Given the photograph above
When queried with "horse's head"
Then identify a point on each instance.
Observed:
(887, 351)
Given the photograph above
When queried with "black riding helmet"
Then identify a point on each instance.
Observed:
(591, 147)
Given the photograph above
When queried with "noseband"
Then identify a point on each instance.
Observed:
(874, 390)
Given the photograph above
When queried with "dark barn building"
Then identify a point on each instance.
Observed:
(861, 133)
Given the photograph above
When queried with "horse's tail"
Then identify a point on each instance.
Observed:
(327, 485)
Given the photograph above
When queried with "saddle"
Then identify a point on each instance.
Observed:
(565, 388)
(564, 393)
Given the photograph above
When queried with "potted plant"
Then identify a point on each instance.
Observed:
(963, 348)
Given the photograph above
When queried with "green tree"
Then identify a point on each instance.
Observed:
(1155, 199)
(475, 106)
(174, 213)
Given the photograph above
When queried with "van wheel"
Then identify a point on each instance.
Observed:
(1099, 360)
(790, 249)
___
## [Your task]
Would you set down all the lines above, exactly and in full?

## [Expected answer]
Given the photograph above
When queried with "horse's head"
Then identify a point on each instance.
Observed:
(887, 351)
Given the photograph above
When queried with "black riding helmet"
Then identify a point on each instance.
Observed:
(591, 147)
Given the photograph above
When queried with "noseband"
Then identify a point on each instance.
Observed:
(874, 390)
Given the photograph above
When queried with "dark barn building"
Then identify a point on each instance.
Observed:
(861, 133)
Given the photograph above
When queried with "horse's tail"
Then identify a point on each instance.
Observed:
(327, 485)
Given the photograph above
When queried with "saddle"
Then identify a point on each instance.
Observed:
(565, 388)
(564, 393)
Given the photograph above
When queried with "potted plant"
Then identify a point on each instance.
Observed:
(963, 348)
Given the photograph above
When queried with "green tree"
Then identify a point on each instance.
Observed:
(1155, 199)
(475, 106)
(174, 213)
Given the photograph above
When queried with "van wheel"
Then identify a point on each instance.
Observed:
(1099, 360)
(790, 249)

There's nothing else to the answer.